START

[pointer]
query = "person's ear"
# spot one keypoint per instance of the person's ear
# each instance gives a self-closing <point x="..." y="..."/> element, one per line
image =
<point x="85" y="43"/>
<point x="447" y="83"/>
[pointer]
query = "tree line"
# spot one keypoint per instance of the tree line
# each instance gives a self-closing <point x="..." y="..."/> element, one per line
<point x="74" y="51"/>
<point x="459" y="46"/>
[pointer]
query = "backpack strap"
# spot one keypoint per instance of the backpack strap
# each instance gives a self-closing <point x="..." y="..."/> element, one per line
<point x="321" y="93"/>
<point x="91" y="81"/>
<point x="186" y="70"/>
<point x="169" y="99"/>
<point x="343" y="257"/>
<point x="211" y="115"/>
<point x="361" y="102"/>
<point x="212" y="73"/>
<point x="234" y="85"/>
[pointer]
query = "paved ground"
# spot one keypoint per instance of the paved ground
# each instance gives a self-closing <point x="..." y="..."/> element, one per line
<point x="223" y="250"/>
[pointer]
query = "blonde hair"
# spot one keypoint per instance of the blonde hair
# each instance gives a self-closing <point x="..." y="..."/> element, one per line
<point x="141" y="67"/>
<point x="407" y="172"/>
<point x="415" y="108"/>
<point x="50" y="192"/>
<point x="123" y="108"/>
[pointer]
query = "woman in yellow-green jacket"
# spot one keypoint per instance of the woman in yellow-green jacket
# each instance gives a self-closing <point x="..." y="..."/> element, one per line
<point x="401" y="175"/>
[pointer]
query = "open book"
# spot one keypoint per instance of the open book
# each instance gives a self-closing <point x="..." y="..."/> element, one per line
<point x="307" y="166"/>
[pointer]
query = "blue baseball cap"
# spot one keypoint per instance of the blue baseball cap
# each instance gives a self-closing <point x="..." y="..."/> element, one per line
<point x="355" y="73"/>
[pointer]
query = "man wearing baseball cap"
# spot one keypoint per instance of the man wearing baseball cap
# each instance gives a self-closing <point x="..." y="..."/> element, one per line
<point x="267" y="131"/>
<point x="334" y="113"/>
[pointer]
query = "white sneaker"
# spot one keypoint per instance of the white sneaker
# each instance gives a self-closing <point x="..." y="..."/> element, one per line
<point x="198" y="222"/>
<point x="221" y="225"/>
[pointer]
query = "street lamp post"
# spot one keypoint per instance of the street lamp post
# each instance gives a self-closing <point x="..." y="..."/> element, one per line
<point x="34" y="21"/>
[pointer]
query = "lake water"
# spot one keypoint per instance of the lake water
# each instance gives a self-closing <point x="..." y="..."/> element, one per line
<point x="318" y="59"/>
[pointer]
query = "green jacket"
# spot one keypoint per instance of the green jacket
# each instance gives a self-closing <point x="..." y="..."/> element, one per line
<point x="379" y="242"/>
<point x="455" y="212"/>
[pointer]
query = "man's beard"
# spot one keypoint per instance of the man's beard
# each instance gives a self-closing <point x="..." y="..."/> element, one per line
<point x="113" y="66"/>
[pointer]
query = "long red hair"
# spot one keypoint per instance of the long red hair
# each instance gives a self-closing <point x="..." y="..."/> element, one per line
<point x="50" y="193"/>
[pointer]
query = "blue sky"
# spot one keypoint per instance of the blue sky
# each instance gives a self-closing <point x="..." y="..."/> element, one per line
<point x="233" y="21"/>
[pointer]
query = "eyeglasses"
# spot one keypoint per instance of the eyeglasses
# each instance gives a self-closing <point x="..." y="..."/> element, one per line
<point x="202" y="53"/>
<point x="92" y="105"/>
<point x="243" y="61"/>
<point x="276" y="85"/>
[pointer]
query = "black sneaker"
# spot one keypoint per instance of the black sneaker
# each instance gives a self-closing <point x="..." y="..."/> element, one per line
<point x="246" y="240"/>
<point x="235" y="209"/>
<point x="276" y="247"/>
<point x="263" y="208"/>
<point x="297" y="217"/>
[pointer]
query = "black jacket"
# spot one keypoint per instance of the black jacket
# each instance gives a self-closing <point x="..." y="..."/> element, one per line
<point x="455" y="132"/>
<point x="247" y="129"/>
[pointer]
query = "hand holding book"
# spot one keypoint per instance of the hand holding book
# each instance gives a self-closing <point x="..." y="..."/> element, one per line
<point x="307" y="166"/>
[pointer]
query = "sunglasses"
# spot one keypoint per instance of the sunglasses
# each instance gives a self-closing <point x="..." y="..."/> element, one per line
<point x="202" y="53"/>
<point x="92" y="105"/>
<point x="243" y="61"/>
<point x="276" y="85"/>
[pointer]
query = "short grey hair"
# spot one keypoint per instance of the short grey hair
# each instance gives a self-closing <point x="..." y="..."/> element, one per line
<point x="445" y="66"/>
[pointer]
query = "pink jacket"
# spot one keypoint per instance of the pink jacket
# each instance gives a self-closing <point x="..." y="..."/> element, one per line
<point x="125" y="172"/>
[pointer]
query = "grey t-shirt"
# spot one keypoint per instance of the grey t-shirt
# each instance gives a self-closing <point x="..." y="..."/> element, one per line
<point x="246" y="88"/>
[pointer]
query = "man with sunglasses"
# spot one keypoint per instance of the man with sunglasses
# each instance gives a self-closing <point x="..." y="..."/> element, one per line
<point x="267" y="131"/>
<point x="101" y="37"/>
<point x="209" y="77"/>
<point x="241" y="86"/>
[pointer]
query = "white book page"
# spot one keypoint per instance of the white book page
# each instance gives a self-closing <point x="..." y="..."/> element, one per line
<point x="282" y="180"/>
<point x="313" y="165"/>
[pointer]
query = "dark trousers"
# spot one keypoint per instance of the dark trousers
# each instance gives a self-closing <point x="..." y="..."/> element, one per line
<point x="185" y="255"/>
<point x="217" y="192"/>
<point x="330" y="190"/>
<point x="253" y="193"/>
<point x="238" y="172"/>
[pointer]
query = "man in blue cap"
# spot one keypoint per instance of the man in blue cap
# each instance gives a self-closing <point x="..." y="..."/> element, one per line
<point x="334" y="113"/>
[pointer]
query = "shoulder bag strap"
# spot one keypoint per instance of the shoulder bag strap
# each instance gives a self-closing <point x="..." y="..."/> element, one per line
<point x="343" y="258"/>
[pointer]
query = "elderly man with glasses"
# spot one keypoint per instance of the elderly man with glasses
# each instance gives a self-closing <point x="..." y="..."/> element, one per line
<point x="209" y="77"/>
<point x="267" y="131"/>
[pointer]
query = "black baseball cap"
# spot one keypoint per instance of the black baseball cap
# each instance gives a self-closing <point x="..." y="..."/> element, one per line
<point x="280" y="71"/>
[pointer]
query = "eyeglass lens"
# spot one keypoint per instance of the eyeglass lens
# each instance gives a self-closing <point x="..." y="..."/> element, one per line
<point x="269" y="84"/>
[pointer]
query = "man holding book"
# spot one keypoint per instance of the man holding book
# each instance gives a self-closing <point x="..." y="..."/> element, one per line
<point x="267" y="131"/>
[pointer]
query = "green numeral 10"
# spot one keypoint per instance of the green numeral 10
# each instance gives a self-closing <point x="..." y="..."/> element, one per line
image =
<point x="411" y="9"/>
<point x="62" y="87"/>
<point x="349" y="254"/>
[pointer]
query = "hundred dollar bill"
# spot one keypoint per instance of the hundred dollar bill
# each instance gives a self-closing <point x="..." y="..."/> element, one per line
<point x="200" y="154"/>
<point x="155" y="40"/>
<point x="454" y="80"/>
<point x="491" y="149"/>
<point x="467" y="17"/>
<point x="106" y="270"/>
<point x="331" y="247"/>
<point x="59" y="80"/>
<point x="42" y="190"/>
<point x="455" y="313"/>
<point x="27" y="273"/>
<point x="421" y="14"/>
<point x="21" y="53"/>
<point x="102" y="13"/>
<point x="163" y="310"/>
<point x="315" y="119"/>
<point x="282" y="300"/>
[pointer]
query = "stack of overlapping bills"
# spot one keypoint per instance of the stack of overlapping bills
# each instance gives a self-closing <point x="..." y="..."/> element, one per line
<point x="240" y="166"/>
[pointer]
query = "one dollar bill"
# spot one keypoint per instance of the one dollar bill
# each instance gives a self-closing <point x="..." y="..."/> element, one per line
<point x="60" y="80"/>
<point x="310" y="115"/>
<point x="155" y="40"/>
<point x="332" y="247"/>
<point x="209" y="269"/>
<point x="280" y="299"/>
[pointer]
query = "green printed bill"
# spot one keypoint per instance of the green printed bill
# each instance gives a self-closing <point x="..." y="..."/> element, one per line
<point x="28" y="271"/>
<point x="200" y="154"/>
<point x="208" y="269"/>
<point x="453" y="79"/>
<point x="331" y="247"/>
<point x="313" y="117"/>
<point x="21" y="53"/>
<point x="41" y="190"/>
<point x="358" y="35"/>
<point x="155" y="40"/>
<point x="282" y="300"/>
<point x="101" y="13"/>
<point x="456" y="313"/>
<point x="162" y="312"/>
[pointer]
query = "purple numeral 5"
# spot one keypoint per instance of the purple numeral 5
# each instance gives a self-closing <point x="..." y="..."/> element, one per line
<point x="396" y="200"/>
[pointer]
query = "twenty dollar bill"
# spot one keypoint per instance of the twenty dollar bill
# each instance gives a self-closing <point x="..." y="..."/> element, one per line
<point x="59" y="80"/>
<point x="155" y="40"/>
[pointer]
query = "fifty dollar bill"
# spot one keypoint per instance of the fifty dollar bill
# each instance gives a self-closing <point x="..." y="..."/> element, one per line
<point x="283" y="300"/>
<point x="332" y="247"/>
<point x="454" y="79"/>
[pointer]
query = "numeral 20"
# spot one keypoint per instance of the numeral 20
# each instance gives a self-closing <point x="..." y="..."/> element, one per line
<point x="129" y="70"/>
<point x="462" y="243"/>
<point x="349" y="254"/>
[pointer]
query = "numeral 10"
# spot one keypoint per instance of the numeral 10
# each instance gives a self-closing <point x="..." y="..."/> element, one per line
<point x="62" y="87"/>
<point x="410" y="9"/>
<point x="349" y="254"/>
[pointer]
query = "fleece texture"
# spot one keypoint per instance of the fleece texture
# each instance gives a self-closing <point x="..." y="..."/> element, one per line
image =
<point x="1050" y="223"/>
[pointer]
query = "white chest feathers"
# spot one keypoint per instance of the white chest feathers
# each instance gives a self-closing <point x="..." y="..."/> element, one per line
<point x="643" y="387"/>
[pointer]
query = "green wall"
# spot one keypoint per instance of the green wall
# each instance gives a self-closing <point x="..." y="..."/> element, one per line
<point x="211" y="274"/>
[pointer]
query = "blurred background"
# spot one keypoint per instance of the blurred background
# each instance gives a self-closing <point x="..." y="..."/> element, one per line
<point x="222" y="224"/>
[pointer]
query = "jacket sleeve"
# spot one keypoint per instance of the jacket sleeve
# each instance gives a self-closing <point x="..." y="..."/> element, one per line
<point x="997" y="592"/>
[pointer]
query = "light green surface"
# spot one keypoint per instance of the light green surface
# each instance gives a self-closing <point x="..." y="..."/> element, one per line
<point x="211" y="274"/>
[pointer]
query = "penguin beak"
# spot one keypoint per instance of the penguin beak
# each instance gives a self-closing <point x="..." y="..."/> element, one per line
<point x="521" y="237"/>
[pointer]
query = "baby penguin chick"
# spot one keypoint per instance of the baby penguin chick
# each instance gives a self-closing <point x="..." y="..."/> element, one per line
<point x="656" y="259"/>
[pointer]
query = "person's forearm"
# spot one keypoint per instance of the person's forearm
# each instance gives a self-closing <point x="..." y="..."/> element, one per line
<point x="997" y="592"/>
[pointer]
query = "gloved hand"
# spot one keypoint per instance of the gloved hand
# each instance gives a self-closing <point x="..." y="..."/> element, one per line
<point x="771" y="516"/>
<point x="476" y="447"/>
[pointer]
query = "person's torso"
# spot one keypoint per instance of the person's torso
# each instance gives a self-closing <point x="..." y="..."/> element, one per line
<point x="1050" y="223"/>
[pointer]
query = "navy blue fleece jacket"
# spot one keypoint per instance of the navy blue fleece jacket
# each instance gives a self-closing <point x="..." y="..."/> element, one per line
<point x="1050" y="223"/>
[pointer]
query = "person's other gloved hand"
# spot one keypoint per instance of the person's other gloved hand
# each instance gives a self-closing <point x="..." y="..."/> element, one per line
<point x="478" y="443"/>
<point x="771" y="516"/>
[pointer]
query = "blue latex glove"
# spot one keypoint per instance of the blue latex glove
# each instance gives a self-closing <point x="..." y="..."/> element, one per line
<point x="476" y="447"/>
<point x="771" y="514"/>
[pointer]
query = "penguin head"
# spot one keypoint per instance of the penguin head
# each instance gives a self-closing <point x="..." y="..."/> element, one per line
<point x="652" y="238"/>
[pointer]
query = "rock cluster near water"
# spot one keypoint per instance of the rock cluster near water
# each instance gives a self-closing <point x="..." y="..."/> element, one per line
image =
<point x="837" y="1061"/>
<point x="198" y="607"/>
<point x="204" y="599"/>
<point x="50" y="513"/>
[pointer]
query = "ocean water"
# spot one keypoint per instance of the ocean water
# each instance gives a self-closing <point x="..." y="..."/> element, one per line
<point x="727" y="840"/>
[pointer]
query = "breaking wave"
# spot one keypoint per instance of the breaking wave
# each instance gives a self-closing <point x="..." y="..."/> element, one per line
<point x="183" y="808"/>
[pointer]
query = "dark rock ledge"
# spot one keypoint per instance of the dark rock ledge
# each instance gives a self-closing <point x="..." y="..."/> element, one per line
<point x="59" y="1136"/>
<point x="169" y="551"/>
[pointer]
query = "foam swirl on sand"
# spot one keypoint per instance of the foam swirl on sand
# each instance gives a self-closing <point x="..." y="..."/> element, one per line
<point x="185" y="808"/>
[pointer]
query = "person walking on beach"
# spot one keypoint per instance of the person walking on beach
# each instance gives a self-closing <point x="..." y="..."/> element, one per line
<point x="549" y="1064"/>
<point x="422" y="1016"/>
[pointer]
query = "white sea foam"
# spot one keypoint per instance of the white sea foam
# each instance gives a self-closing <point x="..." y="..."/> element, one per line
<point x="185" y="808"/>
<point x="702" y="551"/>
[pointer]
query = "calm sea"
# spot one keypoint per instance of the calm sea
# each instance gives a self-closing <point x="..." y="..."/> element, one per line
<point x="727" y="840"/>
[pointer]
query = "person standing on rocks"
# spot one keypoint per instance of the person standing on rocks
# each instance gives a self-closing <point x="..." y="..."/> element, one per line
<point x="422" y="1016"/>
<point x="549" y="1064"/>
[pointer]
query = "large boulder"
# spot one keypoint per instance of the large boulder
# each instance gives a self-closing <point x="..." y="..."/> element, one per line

END

# BRIEF
How many lines in the records above contain the string "street"? Give only the number.

# CORRECT ANSWER
2